EXERCISE PROMPT -> Filter these entries down to lines holding "painted".

Records from a data collection
>>>>

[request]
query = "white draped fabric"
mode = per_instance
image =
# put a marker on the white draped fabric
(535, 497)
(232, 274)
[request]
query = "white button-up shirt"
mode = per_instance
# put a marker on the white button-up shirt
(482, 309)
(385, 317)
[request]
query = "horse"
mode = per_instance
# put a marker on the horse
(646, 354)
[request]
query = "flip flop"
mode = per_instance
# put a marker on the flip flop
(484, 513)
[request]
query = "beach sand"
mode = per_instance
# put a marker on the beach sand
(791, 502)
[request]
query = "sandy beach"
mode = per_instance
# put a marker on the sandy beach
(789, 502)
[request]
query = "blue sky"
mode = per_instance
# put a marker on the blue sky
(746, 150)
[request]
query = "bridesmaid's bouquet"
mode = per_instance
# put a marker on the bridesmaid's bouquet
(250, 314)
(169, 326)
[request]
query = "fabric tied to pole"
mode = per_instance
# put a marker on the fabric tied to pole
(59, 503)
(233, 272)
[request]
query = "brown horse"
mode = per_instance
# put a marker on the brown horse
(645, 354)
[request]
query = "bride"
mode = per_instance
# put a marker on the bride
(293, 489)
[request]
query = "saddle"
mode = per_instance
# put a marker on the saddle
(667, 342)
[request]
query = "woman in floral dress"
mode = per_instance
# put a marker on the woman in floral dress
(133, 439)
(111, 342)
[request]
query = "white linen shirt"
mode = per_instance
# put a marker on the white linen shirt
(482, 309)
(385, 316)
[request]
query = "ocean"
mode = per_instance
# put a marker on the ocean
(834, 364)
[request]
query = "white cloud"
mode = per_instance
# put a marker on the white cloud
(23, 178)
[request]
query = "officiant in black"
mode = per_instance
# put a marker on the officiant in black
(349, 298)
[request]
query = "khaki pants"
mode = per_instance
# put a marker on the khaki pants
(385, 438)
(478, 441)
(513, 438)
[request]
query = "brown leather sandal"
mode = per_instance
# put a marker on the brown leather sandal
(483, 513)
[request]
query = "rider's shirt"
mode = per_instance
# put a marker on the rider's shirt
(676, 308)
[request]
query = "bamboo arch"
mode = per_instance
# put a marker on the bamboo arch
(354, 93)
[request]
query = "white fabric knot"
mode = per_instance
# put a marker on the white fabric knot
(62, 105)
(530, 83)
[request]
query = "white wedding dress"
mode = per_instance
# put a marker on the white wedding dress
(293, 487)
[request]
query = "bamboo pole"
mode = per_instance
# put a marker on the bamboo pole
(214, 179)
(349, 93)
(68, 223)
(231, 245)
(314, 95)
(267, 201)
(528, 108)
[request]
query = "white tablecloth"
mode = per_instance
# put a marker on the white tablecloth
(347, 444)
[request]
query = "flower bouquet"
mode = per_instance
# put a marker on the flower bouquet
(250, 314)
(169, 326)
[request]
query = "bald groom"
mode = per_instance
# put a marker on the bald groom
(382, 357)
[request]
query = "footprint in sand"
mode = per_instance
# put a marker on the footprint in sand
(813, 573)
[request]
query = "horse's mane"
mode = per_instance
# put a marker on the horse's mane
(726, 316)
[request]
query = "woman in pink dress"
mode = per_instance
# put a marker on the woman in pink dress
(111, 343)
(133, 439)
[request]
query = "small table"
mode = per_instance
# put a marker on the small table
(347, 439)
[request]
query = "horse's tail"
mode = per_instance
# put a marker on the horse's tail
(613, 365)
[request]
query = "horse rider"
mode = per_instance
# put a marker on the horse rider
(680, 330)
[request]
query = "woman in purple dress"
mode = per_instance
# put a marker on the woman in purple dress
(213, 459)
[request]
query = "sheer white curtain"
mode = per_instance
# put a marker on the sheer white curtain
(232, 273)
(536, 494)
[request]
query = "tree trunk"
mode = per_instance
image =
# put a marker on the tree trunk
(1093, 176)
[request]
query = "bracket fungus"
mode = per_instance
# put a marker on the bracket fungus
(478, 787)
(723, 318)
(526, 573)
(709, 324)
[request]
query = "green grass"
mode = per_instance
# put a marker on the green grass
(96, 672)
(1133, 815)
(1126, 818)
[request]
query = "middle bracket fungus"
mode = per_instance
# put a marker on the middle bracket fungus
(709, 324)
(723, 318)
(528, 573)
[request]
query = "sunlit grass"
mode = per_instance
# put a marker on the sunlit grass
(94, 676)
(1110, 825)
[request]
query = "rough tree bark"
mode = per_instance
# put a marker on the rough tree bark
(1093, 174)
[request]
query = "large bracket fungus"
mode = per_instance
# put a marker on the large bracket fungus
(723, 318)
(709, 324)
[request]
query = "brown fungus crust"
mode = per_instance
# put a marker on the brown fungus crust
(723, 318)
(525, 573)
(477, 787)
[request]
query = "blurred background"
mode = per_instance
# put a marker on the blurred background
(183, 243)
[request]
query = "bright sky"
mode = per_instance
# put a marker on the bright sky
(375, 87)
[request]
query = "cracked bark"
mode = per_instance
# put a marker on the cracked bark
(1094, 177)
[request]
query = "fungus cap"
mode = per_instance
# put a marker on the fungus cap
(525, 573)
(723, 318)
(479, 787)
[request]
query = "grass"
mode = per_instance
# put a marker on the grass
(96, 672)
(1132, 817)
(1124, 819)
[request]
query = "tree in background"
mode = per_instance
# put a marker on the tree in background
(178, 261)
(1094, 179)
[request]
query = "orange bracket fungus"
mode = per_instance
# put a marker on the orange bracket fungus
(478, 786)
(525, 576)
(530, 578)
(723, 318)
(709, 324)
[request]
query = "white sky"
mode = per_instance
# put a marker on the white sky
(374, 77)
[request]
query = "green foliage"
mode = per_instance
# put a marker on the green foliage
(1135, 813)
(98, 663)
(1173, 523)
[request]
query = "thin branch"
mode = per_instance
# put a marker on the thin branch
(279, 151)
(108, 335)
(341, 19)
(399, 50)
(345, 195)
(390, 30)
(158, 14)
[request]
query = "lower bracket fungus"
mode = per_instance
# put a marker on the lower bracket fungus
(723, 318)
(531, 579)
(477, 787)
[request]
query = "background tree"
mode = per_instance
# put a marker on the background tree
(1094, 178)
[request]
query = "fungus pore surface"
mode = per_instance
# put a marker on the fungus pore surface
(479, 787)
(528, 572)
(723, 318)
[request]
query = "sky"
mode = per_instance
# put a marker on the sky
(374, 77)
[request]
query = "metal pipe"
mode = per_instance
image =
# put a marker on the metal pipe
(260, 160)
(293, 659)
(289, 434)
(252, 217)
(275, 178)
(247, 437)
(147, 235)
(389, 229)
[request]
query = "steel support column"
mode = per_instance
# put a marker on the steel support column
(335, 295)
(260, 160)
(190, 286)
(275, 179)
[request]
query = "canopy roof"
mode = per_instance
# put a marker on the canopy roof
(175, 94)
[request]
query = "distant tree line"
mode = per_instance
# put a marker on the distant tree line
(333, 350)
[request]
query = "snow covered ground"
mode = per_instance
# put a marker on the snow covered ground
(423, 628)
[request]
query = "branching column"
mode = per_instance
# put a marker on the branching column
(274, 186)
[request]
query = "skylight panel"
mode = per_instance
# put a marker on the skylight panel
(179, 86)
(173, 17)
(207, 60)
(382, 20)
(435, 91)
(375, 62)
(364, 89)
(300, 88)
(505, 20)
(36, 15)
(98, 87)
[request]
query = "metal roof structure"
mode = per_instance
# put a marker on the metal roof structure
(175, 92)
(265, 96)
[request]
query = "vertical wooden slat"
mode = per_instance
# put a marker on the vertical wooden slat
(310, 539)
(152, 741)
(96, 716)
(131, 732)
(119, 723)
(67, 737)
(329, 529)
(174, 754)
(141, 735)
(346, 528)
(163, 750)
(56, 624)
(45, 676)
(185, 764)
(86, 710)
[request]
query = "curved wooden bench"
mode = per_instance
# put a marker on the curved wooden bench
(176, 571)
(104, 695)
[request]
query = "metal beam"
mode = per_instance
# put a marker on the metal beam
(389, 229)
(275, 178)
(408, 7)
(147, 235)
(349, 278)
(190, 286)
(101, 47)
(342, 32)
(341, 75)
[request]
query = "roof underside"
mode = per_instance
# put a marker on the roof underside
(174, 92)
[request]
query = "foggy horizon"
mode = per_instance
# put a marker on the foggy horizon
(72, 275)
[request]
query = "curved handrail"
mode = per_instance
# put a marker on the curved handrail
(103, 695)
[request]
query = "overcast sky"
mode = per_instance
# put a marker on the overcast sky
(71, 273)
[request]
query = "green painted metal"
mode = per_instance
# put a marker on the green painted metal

<<<<

RESULT FOR THIS TASK ->
query = "green painted metal"
# put a marker on the green painted metal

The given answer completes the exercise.